#### Reading passage:
Despite near destruction by hurricane Katrina, Magnolia Lodge No. 120 of Biloxi, Mississippi, held their regular November meeting by candlelight in their building.
Above left: WM Lex Lamey presents a 50-year certificate to Wor. Lawrence Corban, Jr. Left-Right: Bro. Ricky Randazzo, WM Lamey, W Bro. Corban, SD Jimmy Rodriguez, PM. Above right: Treasurer Paul Davis, PM, and Secretary George Clemenes, PM, operated smoothly from their temporary desk.
“Even the Temple of Solomon, so spacious and magnificent and constructed by so many celebrated artists, escaped not the unsparing ravages of barbarous force. Freemasonry, notwithstanding, has still survived.”
As Masonic meetings go, it wasn’t all that special. In fact, it was downright commonplace. The members of Magnolia Lodge No. 120 in Biloxi, Mississippi, gathered before the meeting and put on their aprons while jokes and greetings were exchanged. Then the Worshipful Master opened the lodge, the members recited the Pledge of Allegiance, the Chaplain invoked the blessings of God, and the Secretary read the minutes. A few announcements were made, and a brother was recognized for 50 years of faithful membership in the fraternity.

#### Recorded data:
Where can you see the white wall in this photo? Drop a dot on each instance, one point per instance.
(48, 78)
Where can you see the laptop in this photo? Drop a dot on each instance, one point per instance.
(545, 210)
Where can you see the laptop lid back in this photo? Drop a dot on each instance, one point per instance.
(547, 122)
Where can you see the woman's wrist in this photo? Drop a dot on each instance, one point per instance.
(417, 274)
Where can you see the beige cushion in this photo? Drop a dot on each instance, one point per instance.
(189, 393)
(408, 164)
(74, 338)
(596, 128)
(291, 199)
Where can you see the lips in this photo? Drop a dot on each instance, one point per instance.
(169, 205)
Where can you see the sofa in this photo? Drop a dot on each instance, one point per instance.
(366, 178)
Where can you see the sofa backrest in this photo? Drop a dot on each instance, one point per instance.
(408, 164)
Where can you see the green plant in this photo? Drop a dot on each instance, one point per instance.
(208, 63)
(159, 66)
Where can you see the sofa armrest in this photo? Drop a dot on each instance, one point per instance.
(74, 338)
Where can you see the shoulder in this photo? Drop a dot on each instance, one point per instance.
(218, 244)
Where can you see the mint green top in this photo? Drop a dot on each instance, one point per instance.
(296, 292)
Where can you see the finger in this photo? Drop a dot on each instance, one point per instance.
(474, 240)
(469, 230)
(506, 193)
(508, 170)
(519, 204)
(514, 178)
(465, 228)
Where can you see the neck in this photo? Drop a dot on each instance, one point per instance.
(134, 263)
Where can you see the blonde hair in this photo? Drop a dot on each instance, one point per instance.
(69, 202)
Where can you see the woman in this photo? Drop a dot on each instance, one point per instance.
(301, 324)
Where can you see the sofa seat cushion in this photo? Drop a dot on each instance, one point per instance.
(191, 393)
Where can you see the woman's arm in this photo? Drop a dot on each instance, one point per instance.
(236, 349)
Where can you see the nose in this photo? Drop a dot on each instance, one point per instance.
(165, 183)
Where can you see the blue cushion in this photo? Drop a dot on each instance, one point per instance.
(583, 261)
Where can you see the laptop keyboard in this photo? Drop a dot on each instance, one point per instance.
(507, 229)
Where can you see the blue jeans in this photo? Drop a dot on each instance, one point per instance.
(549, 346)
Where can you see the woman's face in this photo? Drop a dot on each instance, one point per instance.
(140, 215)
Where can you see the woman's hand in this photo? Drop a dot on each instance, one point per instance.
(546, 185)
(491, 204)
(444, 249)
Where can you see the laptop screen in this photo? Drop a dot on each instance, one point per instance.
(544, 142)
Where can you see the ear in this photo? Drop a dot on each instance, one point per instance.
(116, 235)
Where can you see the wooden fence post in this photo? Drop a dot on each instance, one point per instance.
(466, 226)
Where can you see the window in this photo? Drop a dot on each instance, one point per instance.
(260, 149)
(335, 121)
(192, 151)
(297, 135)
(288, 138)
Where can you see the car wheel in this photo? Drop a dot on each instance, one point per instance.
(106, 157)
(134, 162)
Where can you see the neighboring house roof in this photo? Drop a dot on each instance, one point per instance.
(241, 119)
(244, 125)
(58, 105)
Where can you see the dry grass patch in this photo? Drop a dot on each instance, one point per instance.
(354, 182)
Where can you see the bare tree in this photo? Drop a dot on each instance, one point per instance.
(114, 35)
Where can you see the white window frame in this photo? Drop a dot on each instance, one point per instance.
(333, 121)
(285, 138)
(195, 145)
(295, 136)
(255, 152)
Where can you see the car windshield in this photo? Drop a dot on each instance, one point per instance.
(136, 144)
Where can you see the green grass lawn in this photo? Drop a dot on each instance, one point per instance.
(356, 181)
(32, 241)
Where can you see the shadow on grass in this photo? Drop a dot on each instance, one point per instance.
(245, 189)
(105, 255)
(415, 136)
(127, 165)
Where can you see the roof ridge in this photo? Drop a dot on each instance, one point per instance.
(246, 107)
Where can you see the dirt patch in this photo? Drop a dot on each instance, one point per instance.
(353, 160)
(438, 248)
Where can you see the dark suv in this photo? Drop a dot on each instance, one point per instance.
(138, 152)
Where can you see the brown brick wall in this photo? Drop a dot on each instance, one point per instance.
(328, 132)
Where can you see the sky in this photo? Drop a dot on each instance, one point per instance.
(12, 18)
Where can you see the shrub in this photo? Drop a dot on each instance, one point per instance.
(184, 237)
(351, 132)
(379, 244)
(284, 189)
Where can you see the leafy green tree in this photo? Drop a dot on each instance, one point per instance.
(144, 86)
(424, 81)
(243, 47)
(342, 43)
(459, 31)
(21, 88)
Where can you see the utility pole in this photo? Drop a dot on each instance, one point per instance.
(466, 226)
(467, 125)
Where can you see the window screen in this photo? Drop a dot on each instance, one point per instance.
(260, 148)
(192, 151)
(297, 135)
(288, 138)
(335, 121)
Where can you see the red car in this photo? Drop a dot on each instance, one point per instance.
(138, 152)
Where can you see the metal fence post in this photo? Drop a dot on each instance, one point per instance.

#### Problem details:
How was the regular November meeting lit, according to the Magnolia Lodge passage? These lines have no connection to the Magnolia Lodge passage.

#### Answer for this exercise:
By candlelight.